• [MATERIAL FOR THE TASK]

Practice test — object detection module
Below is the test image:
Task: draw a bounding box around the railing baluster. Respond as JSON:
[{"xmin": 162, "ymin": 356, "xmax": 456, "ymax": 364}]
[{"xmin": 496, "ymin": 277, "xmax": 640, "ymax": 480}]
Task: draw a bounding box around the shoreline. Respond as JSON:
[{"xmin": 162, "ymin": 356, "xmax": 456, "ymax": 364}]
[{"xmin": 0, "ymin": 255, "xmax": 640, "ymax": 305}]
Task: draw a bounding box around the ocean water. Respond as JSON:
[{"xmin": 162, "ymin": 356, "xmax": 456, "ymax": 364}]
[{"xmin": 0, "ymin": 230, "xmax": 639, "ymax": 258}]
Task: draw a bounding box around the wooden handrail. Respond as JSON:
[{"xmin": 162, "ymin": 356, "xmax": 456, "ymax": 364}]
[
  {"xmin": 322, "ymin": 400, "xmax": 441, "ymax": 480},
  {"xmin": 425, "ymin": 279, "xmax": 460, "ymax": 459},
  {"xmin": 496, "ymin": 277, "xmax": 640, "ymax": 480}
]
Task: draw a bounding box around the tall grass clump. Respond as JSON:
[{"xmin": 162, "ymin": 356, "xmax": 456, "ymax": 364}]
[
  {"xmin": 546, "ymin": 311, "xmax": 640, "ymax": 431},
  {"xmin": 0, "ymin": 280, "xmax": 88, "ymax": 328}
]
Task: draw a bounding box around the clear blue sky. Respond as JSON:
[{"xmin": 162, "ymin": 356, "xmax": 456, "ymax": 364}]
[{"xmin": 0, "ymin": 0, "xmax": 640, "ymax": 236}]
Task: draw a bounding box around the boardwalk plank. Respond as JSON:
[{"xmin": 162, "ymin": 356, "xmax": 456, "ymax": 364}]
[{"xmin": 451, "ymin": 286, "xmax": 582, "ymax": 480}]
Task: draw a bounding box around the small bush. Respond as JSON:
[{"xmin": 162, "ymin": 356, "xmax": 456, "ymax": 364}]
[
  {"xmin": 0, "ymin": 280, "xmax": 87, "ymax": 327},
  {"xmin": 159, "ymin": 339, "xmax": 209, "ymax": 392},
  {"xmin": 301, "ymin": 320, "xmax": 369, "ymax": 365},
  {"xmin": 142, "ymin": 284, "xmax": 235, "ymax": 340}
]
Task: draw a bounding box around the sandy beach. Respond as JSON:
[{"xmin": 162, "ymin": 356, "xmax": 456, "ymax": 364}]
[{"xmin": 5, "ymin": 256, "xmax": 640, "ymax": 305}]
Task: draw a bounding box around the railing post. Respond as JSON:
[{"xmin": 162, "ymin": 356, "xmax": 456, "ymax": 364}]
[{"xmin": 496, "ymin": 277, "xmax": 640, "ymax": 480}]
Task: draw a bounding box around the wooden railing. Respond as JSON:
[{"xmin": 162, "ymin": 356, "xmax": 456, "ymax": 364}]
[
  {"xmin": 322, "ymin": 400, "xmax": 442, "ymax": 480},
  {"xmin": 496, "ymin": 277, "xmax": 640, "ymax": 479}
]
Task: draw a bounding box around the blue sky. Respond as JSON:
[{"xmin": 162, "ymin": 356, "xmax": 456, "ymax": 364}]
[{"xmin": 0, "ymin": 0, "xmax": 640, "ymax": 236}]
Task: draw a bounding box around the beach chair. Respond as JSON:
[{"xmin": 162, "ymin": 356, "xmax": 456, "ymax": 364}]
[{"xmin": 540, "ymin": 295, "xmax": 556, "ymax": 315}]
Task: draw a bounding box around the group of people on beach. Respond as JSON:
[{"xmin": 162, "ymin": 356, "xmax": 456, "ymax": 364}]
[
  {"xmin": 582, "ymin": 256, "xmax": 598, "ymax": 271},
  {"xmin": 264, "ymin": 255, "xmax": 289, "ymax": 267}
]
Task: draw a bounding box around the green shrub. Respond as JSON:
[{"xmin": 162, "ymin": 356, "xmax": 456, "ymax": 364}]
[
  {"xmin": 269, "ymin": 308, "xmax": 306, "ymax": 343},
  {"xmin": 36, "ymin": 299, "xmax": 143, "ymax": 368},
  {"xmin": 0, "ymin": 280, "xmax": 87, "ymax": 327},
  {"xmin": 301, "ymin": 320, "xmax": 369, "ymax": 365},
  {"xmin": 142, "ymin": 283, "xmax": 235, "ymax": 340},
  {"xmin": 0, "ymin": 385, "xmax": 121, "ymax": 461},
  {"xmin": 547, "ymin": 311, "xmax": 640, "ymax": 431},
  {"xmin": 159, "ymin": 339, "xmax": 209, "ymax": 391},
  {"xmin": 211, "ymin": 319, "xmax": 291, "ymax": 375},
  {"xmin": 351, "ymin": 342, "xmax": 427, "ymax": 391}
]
* * *
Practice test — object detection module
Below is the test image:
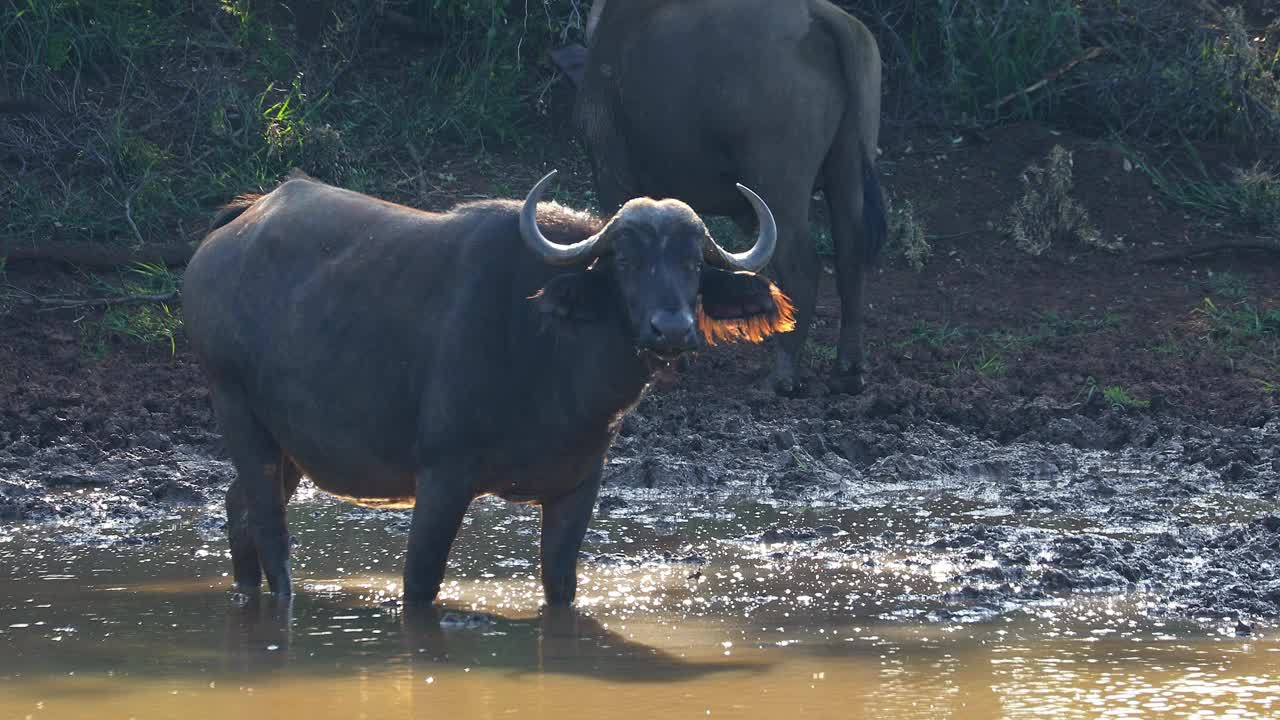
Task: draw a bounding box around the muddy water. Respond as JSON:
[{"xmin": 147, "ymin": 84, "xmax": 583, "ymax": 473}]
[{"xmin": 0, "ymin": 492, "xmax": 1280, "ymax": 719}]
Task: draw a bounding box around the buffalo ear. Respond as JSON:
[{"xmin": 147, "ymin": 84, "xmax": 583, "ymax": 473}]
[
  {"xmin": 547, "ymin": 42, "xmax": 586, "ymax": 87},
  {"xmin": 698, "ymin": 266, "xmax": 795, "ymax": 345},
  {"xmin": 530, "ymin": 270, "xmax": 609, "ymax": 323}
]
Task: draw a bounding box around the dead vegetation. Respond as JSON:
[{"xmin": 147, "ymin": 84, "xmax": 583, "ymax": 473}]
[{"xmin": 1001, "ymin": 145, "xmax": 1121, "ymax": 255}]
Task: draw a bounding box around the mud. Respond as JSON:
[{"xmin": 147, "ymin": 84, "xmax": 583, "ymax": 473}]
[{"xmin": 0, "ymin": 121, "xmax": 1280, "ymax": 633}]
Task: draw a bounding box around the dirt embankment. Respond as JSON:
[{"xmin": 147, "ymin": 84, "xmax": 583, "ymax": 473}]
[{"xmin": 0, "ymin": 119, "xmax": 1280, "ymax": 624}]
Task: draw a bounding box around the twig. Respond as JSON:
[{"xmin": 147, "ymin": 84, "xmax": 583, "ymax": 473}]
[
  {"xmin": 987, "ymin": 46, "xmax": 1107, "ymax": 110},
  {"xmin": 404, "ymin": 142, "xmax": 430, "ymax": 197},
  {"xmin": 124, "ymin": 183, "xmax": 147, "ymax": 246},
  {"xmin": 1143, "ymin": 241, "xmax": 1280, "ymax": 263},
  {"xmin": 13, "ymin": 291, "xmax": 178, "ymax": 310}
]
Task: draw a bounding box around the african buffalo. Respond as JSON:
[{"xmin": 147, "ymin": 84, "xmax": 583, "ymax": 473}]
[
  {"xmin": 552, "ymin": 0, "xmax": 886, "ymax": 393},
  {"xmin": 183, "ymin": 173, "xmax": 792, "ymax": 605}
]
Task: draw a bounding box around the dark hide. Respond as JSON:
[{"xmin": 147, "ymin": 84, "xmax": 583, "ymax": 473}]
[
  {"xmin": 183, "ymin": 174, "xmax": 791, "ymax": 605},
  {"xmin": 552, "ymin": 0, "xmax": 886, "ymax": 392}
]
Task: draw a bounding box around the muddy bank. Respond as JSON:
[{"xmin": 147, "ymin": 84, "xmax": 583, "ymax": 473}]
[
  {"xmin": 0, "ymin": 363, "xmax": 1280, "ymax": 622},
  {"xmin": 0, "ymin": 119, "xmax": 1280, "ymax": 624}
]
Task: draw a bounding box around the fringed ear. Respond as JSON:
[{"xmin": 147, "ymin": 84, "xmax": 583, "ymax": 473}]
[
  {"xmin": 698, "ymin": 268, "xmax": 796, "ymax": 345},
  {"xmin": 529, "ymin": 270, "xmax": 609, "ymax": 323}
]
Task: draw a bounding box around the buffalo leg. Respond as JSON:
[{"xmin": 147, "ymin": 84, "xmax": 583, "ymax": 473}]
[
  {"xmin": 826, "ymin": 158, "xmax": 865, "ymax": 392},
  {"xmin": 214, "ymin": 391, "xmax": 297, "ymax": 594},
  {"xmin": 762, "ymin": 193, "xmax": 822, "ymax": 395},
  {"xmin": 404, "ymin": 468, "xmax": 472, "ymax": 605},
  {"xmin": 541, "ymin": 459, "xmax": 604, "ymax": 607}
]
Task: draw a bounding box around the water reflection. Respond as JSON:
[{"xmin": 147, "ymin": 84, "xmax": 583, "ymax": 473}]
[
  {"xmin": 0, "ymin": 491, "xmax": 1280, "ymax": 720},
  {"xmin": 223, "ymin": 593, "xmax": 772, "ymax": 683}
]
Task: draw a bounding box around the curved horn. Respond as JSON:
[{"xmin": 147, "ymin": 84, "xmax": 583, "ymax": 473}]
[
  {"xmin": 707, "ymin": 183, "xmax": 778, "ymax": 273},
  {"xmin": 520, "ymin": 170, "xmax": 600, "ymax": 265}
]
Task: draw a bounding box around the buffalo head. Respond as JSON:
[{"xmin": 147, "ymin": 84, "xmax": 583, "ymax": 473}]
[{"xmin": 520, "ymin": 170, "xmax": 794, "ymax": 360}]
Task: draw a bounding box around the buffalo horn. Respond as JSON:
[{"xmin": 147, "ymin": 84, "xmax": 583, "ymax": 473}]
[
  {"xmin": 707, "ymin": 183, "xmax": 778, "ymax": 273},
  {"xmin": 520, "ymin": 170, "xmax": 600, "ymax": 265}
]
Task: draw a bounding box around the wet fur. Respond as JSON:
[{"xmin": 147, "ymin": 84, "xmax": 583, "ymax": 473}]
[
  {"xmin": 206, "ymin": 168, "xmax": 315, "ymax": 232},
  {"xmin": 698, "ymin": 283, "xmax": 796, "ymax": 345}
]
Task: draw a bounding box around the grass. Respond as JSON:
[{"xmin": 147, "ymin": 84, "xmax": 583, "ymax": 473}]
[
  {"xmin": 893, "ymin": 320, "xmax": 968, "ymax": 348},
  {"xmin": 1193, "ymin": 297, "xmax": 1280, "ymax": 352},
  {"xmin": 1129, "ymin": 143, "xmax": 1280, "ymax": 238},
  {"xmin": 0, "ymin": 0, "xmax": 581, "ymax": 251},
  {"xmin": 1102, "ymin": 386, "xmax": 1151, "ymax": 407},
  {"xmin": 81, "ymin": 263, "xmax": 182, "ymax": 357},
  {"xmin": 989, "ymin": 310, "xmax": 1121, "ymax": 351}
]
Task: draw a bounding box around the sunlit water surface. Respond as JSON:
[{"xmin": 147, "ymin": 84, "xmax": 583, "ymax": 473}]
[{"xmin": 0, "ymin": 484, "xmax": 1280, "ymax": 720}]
--
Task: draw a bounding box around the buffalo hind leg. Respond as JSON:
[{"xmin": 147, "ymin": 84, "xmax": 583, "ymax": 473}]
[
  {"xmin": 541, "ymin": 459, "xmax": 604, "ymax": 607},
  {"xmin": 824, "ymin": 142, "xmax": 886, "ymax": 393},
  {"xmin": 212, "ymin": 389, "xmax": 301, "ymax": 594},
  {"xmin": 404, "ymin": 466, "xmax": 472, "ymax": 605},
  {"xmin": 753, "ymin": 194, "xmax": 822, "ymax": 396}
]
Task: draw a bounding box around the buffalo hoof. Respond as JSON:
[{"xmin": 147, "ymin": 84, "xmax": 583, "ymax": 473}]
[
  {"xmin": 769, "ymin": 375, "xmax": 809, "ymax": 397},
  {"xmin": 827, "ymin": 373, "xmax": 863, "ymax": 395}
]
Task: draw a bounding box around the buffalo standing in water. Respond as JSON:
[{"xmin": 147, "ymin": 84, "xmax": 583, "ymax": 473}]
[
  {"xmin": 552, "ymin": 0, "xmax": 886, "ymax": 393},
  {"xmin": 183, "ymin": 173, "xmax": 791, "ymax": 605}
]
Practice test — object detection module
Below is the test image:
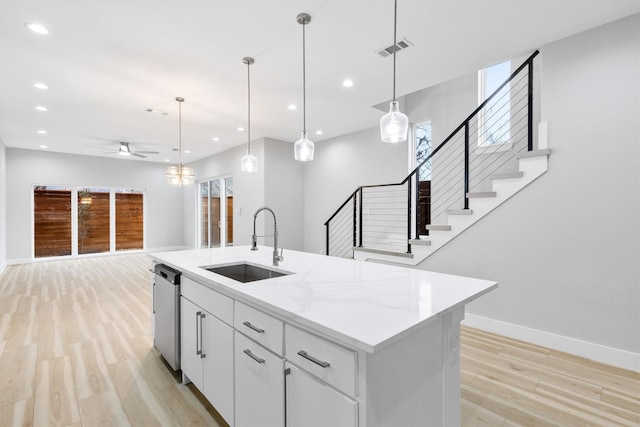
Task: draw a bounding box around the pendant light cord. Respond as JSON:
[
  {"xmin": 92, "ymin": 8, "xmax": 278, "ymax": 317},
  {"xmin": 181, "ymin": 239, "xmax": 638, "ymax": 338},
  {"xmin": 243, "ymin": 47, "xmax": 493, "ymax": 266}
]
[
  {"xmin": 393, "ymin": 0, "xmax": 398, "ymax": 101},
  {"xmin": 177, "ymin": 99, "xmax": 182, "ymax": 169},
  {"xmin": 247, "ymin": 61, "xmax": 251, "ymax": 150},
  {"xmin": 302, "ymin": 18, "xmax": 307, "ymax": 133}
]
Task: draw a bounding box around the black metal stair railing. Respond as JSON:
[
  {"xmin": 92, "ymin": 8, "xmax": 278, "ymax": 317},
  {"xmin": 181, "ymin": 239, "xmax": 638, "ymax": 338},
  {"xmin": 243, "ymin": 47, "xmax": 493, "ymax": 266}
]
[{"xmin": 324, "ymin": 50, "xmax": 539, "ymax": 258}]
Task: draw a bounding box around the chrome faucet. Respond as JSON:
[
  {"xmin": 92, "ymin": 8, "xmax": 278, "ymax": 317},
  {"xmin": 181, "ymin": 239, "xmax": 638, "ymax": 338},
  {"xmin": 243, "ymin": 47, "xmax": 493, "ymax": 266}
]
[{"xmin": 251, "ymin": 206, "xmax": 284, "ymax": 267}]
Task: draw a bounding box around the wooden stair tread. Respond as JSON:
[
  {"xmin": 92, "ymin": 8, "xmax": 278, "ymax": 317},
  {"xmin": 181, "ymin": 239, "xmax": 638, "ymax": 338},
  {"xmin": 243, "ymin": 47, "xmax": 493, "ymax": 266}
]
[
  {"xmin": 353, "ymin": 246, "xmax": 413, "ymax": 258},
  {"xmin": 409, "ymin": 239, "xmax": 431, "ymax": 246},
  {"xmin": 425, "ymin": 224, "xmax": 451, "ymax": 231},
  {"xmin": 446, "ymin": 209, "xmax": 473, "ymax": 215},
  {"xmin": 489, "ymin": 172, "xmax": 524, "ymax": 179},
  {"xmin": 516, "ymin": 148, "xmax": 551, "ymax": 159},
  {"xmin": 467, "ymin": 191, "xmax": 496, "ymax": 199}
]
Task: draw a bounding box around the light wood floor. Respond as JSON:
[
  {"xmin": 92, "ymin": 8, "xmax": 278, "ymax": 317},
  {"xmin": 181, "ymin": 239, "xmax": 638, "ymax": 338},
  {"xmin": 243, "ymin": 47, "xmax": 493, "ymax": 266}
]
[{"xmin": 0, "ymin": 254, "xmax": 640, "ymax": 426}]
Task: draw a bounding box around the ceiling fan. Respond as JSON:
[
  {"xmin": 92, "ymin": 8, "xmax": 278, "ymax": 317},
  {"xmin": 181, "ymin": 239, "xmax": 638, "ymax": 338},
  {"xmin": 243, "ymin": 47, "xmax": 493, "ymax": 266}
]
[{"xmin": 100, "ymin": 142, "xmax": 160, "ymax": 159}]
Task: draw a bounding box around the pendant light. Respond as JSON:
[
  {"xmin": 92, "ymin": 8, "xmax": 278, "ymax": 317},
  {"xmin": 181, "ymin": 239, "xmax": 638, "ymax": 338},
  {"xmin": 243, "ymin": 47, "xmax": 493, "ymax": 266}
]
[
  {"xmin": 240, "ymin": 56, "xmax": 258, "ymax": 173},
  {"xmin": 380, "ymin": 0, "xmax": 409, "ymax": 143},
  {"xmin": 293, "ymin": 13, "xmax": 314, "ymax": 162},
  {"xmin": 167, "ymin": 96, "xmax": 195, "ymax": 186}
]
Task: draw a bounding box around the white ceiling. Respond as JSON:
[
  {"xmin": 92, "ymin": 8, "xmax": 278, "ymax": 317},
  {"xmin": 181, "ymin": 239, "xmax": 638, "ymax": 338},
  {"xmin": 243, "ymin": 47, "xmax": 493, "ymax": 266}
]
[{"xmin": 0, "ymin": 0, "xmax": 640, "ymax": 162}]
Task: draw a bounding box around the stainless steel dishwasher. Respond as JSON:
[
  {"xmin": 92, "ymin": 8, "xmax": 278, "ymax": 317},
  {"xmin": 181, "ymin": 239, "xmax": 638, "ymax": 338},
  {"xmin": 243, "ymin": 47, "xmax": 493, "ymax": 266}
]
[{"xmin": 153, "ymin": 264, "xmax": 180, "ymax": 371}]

• [THE REQUEST] Please count the lines in the items above that contain the word "wooden" and reply with that number only.

• [SOLUTION FOR THIS PROBLEM] 3